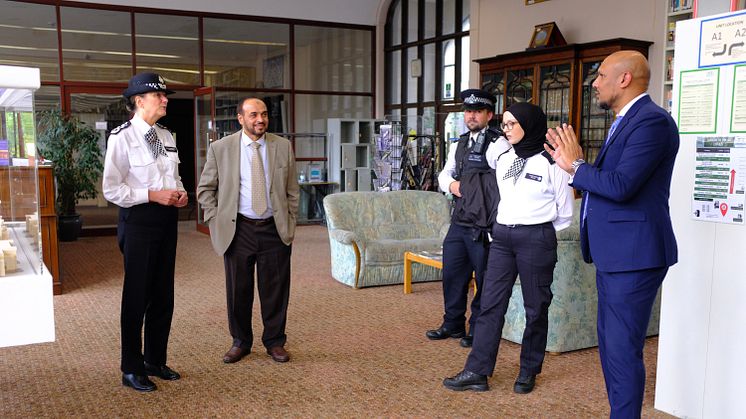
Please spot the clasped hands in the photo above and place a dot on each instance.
(171, 197)
(562, 144)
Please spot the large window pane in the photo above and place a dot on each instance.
(396, 24)
(411, 80)
(465, 63)
(413, 16)
(46, 98)
(246, 54)
(429, 18)
(28, 37)
(96, 45)
(428, 72)
(449, 16)
(465, 17)
(169, 46)
(311, 111)
(332, 59)
(394, 82)
(449, 69)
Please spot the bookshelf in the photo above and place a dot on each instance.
(676, 10)
(559, 79)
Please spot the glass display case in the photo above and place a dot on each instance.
(25, 284)
(559, 80)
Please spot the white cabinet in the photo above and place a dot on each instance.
(676, 10)
(351, 144)
(26, 305)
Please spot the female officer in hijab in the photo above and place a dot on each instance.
(535, 201)
(141, 176)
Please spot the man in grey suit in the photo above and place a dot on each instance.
(249, 192)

▶ **Task to carry out**
Turn every line of the items above into a JSON list of strings, one string per line, with blank lines left out. Leave the pictures out of the list.

▶ **Exercise result**
[
  "Please spot the clasped hands in the photo above and place a dot on each instance.",
  "(171, 197)",
  "(562, 144)",
  "Please spot the large window pane in the photo above and place a dot on each instance.",
  "(396, 24)",
  "(411, 80)",
  "(465, 63)",
  "(413, 16)",
  "(46, 98)",
  "(246, 54)",
  "(429, 18)",
  "(28, 37)",
  "(96, 45)",
  "(428, 72)",
  "(449, 16)",
  "(465, 17)",
  "(169, 46)",
  "(311, 111)",
  "(332, 59)",
  "(394, 82)",
  "(449, 69)",
  "Please spot the bookshelf in the photo above and place a dot on each instance.",
  "(676, 10)",
  "(559, 79)",
  "Please spot the glass display case in the photo above and place a dot on each instance.",
  "(25, 284)",
  "(559, 80)",
  "Please spot the white cabinet in the photo above and place a dot on each instance.",
  "(676, 10)",
  "(351, 144)",
  "(26, 305)",
  "Please spot the female officer in hijab in the photo above and place a dot on each instance.",
  "(535, 201)",
  "(141, 176)",
  "Please spot the man in grey suit in the photo above and place a dot on each instance.",
  "(249, 192)"
]